TEXT EXCERPT -
Presidential debate sways voters
Published: Monday, October 8, 2012
Updated: Tuesday, October 9, 2012 00:10
Republican Presidential Nominee Mitt Romney and President Barack Obama argued over the national budget and the economy at the first presidential debate on last Wednesday. Moderated by Jim Lehrer, the candidates spent their time attempting to clearly demonstrate how their presidency would positively affect the nation and its citizens.
Sophomore Dylan Gallimore, president of College Independents, said Obama’s lack of vigor and passion was one of the things that stood out most during Wednesday’s debate. Gallimore said although Romney is often portrayed by the media as inarticulate, his performance at the debate was surprisingly effective.
“A month ago, if I had been told that Romney’s oratory skills would work largely in his favor, I wouldn’t have believed it,” Gallimore said.
Political science professor James Magee attributed Obama’s detached attitude to coaching he may have had before the debate. He said while Obama is the official Democratic candidate, he is also the President, and needs to be seen as such.
Magee said by reading a transcript of the debate, he was able to judge that Obama was not only prepared to talk to Romney, he was ready to challenge every one of Romney’s remarks. However, he said it would be difficult for those who only watched the debate to realize this.
According to Magee, Romney was more aggressive and substantially louder than Obama, but did not properly explain his ideas. He said Romney often cut off Lehrer and had a hard time following the rules of the debate.
“Romney, in my view, came out as another version of himself,” Magee said. “Throughout this campaign, we have seen 185 different Mitt Romney’s out there.”
Sophomore Caroline Murphy, who serves on the executive board of College Democrats, said she believes the candidates have two very different ideas for the future of America. While she said she thinks Obama has a solid plan for the future, she believes he should have more clearly articulated what he could do for the country during the debate. She also said she thought Obama should have been quicker to argue with Romney.

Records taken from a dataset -
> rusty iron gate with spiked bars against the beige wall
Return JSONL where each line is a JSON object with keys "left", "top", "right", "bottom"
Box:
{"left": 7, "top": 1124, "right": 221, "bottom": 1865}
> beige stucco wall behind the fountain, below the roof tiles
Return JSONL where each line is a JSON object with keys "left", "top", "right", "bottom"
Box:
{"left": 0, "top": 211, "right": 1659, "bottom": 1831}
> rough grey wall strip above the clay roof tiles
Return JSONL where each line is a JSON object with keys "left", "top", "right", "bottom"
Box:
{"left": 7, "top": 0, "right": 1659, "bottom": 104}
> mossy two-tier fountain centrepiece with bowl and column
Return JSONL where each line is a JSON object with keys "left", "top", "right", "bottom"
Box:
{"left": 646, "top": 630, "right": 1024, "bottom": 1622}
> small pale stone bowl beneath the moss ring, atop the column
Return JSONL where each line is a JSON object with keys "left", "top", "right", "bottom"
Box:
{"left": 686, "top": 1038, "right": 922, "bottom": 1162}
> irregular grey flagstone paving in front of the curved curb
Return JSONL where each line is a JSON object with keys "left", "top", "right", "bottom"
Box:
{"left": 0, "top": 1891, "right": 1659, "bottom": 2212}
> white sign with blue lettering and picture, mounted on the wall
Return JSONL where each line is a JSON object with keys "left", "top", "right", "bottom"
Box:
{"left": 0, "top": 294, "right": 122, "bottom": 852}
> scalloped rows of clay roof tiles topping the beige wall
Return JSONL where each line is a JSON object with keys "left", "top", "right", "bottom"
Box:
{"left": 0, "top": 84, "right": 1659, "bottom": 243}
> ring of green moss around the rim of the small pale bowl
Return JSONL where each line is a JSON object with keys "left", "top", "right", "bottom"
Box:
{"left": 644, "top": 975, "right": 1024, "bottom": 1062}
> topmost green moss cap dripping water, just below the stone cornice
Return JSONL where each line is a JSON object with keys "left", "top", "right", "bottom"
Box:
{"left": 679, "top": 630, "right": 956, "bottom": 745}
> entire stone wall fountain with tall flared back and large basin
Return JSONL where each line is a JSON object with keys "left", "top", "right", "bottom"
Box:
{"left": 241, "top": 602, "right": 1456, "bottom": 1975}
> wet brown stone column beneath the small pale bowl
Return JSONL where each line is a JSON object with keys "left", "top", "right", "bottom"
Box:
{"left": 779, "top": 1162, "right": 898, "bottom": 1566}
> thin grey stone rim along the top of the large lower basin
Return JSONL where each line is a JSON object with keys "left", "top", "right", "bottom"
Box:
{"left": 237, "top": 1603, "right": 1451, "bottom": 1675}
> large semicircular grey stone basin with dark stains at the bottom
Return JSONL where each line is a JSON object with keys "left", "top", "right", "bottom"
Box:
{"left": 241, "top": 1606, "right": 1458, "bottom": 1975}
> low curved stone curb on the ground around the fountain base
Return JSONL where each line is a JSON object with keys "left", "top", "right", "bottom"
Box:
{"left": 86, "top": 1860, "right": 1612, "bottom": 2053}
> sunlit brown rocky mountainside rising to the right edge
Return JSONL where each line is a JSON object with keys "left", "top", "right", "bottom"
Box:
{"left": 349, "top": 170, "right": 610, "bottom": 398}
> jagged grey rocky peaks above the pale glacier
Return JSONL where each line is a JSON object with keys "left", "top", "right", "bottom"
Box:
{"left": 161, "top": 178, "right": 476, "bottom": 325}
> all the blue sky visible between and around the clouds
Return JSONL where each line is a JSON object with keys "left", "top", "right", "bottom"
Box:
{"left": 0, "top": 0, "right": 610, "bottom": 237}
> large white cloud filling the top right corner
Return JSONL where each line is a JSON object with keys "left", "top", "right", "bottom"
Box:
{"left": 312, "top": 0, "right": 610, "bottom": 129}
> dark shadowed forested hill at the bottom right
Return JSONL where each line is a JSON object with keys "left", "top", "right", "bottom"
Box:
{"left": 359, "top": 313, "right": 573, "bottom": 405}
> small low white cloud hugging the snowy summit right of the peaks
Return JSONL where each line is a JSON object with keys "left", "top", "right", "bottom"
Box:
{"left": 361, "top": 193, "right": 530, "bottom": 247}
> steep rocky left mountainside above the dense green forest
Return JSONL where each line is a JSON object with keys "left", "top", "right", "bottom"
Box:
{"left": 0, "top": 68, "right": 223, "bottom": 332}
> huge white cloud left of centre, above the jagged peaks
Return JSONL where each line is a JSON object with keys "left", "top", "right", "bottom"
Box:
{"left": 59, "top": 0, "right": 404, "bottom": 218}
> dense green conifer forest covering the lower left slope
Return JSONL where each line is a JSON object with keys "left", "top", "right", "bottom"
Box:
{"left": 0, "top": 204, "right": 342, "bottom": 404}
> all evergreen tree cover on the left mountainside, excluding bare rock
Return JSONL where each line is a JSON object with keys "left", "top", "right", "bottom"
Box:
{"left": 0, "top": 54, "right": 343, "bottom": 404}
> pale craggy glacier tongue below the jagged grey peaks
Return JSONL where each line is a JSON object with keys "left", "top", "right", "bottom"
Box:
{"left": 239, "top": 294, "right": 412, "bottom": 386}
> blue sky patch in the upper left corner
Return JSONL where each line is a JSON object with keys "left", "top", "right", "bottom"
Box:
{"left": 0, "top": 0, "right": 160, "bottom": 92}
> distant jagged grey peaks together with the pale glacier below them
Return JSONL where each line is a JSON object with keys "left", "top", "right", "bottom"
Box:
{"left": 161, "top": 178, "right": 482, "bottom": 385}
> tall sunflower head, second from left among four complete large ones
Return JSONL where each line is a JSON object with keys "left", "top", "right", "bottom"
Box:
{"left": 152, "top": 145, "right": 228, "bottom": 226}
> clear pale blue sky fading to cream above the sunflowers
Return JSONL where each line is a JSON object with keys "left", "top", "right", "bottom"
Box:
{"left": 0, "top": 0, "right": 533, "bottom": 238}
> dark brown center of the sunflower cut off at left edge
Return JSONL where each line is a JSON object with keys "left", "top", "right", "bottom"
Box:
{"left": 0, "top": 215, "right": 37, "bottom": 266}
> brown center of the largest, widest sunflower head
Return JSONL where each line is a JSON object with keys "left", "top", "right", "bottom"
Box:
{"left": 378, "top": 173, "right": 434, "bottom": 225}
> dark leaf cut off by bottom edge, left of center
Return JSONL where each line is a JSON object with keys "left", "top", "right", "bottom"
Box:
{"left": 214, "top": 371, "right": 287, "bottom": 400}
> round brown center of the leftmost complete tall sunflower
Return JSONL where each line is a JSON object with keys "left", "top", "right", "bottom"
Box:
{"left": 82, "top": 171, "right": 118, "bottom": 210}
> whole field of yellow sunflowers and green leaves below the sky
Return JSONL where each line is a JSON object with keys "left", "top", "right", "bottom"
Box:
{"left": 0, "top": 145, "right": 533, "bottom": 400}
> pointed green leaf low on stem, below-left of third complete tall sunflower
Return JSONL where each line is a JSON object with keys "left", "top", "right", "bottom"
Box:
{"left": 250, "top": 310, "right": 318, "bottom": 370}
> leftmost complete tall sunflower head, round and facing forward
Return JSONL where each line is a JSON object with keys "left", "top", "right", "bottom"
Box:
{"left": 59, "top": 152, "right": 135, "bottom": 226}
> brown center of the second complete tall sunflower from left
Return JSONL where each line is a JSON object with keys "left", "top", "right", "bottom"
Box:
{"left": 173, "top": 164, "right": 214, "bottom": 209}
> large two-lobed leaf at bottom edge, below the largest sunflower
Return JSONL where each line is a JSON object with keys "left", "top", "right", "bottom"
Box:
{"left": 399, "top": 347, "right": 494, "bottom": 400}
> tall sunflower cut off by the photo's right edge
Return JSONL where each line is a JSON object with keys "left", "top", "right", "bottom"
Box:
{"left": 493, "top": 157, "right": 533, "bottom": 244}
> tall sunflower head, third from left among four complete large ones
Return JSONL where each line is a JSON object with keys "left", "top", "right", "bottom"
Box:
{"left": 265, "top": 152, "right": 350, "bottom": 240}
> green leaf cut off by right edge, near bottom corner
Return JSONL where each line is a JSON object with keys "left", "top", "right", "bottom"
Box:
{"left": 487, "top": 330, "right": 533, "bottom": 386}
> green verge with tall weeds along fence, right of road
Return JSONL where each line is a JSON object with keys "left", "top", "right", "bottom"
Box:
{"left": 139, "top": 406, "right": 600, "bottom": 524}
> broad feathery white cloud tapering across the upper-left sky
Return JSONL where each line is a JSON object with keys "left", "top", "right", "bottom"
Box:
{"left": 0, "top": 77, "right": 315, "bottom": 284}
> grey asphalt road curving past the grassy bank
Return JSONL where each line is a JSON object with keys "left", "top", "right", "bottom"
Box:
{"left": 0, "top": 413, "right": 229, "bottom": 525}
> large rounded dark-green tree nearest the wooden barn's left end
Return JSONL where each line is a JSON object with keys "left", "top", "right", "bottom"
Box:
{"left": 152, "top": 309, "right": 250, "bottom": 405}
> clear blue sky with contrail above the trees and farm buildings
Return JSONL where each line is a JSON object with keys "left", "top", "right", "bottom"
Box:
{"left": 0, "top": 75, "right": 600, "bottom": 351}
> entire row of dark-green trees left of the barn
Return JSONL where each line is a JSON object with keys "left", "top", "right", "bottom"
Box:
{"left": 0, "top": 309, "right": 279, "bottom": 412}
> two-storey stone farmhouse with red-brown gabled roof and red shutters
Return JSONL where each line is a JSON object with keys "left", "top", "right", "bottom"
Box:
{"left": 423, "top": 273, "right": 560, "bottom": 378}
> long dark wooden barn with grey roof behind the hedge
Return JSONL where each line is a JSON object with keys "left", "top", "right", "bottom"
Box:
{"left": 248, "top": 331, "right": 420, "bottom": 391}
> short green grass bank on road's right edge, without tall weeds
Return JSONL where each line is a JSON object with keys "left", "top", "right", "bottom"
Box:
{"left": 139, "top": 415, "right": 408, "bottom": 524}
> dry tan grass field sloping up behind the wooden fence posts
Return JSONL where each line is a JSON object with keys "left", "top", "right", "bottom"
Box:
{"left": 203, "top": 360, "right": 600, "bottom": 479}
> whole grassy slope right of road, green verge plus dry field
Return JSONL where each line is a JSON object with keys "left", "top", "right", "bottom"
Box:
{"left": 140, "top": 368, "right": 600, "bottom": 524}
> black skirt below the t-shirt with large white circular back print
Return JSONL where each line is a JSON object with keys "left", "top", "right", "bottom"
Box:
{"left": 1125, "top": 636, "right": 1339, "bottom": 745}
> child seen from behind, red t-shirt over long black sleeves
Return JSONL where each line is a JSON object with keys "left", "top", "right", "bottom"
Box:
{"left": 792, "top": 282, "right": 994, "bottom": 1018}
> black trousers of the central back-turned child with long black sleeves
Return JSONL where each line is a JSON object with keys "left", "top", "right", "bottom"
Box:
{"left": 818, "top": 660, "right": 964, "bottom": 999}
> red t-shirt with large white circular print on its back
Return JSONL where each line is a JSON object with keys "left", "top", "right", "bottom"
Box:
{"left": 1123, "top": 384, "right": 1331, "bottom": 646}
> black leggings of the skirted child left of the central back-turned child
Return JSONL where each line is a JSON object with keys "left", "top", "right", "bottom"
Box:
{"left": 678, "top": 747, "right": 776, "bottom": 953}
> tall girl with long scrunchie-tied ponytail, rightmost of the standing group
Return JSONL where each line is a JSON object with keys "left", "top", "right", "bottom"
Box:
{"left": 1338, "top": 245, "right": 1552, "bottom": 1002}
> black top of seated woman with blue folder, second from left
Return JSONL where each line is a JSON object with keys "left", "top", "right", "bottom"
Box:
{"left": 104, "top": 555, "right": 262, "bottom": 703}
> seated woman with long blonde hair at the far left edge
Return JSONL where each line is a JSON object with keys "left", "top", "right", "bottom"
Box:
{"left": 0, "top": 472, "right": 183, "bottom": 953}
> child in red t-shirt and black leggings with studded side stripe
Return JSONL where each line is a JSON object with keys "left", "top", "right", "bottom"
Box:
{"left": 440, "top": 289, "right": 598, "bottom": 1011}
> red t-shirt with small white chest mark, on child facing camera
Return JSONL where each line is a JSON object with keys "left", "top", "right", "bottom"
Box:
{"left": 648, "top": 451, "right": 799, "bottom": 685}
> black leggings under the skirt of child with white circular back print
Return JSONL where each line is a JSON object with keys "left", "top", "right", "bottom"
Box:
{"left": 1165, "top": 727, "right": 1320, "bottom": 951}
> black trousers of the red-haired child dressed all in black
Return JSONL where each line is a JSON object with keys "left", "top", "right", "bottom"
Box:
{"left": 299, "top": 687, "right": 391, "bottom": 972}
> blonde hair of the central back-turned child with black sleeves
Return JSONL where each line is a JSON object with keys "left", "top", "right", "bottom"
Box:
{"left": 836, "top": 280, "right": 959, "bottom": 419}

ASSIGNMENT 1 - In the debate article, who moderated the first presidential debate?
ASSIGNMENT 2 - Pick up the article about the presidential debate where it ends and keep writing it.

TASK RESULT 1 - Jim Lehrer

TASK RESULT 2 -
“Obama tried to take the high road in this case, and it just did not work,” Murphy said.
Gallimore said while the debates were entertaining, they did not and will not sway his vote in the election.
“Debates, in my personal opinion, are similar to reality shows—they reward the candidate who has the most zingers, one-liners or comebacks,” Gallimore said. “They don’t seem to reward the articulation of original ideas.”
While Magee said he believes this will be an extremely close election, he thinks Romney may have moved the few undecided voters left to his side. He said there is a limited amount of swing voters left, but Romney might have done exactly what he had to do to win them over.
According to Magee, the debate could be disappointing to Obama voters due to the President’s disengaged attitude. However, he said he thinks Obama has the capacity to come back and be more assertive in the next debate.
Brad Gunther, a senior political science major and chairman of Delaware Federation of College Republicans, said the influx of social media has allowed college-age voters to become more involved in the election process. He said previous debates have been geared toward an older crowd, but outlets such as Twitter and Facebook have allowed the younger generations to formulate their own opinions.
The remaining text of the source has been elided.